## WHAT IS ASKED
Please answer these questions about the mailing list email below:
(a) On what date was the reply sent?
(b) Which file does the quoted diff change?
(c) According to the revised comment, why is order-1 left out of the mask?

Received-SPF: pass (google.com: domain of linux-kernel-owner@vger.kernel.org designates 23.128.96.38 as permitted sender) client-ip=23.128.96.38;
Message-ID: <5993c198-0d27-46c3-b757-3a02c2aacfc9@arm.com>
Date:   Mon, 30 Oct 2023 11:43:13 +0000
MIME-Version: 1.0
User-Agent: Mozilla Thunderbird
Subject: Re: [PATCH v6 5/9] mm: thp: Extend THP to allocate anonymous large
 folios
Content-Language: en-GB
To:     John Hubbard <jhubbard@nvidia.com>,
        Andrew Morton <akpm@linux-foundation.org>,
        Matthew Wilcox <willy@infradead.org>,
        Yin Fengwei <fengwei.yin@intel.com>,
        David Hildenbrand <david@redhat.com>,
        Yu Zhao <yuzhao@google.com>,
        Catalin Marinas <catalin.marinas@arm.com>,
        Anshuman Khandual <anshuman.khandual@arm.com>,
        Yang Shi <shy828301@gmail.com>,
        "Huang, Ying" <ying.huang@intel.com>, Zi Yan <ziy@nvidia.com>,
        Luis Chamberlain <mcgrof@kernel.org>,
        Itaru Kitayama <itaru.kitayama@gmail.com>,
        "Kirill A. Shutemov" <kirill.shutemov@linux.intel.com>,
        David Rientjes <rientjes@google.com>,
        Vlastimil Babka <vbabka@suse.cz>,
        Hugh Dickins <hughd@google.com>
Cc:     linux-mm@kvack.org, linux-kernel@vger.kernel.org,
        linux-arm-kernel@lists.infradead.org
References: <20230929114421.3761121-1-ryan.roberts@arm.com>
 <20230929114421.3761121-6-ryan.roberts@arm.com>
 <8a72da61-b2ef-48ad-ae59-0bae7ac2ce10@nvidia.com>
From:   Ryan Roberts <ryan.roberts@arm.com>
In-Reply-To: <8a72da61-b2ef-48ad-ae59-0bae7ac2ce10@nvidia.com>
Content-Type: text/plain; charset=UTF-8
Content-Transfer-Encoding: 8bit
Precedence: bulk

On 28/10/2023 00:04, John Hubbard wrote:
> On 9/29/23 04:44, Ryan Roberts wrote:
> 
> Hi Ryan,
> 
> A few clarifying questions below.

Excellent - keep them coming!

> 
> ...
>> diff --git a/include/linux/huge_mm.h b/include/linux/huge_mm.h
>> index 2e7c338229a6..c4860476a1f5 100644
>> --- a/include/linux/huge_mm.h
>> +++ b/include/linux/huge_mm.h
>> @@ -68,9 +68,11 @@ extern struct kobj_attribute shmem_enabled_attr;
>>   #define HPAGE_PMD_NR (1<<HPAGE_PMD_ORDER)
>>     /*
>> - * Mask of all large folio orders supported for anonymous THP.
>> + * Mask of all large folio orders supported for anonymous THP; all orders up to
>> + * and including PMD_ORDER, except order-0 (which is not "huge") and order-1
>> + * (which is a limitation of the THP implementation).
>>    */
>> -#define THP_ORDERS_ALL_ANON    BIT(PMD_ORDER)

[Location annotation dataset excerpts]
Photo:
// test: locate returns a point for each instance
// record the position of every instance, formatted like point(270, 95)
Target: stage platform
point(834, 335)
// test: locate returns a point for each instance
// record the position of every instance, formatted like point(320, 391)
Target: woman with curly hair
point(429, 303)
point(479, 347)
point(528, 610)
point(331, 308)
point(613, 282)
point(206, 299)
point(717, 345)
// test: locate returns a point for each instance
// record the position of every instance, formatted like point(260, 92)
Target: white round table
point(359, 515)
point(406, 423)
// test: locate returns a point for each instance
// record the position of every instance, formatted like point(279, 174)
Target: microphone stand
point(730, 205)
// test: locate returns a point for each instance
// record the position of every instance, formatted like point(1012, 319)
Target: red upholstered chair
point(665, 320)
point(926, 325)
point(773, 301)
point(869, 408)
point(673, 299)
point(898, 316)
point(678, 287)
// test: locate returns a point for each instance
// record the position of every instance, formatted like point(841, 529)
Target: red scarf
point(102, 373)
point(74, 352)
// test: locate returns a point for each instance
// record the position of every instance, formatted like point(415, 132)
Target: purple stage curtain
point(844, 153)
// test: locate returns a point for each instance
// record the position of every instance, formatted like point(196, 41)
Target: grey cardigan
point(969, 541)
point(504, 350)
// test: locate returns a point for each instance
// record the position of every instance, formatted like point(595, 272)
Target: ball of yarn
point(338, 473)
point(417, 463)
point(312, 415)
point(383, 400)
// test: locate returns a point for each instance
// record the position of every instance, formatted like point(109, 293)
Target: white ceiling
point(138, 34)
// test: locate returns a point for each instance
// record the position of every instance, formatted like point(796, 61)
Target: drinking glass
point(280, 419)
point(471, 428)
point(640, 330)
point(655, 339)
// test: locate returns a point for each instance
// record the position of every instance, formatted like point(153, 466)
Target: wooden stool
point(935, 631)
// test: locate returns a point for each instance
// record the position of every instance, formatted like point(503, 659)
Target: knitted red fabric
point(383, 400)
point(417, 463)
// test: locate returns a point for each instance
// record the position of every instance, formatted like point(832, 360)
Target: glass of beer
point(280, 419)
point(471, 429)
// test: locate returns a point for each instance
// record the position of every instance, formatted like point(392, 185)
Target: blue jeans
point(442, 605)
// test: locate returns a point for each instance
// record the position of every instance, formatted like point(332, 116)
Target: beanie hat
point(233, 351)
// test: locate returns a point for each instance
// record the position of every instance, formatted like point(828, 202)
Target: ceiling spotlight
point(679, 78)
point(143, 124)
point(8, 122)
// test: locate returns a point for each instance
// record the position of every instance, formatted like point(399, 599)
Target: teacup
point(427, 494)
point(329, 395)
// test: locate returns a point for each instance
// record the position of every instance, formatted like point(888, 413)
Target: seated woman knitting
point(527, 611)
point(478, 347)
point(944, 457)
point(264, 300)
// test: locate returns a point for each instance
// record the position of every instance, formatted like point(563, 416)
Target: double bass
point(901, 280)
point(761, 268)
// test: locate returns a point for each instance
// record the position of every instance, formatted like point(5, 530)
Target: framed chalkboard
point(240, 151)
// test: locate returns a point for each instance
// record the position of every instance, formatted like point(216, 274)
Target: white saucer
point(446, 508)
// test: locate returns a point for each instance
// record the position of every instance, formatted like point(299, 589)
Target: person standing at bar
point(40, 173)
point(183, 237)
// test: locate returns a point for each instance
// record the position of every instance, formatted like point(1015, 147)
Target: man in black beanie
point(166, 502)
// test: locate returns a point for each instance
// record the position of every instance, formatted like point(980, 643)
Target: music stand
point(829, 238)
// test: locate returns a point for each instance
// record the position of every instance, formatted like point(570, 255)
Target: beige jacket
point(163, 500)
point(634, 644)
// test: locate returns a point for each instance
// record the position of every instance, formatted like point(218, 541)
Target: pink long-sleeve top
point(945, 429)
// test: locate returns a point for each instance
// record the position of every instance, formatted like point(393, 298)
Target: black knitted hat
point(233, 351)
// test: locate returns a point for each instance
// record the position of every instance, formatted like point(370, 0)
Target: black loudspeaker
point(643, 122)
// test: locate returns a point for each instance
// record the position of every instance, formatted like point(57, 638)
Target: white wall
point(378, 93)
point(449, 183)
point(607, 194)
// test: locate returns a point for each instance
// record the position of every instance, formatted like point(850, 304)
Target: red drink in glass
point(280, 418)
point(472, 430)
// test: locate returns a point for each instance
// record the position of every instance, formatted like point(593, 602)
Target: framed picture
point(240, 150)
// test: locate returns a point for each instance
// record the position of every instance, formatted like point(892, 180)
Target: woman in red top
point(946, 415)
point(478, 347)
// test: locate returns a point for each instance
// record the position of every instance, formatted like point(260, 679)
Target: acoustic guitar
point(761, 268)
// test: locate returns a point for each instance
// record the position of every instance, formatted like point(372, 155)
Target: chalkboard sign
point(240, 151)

## EXERCISE RESULT
(a) Mon, 30 Oct 2023
(b) include/linux/huge_mm.h
(c) It is a limitation of the THP implementation.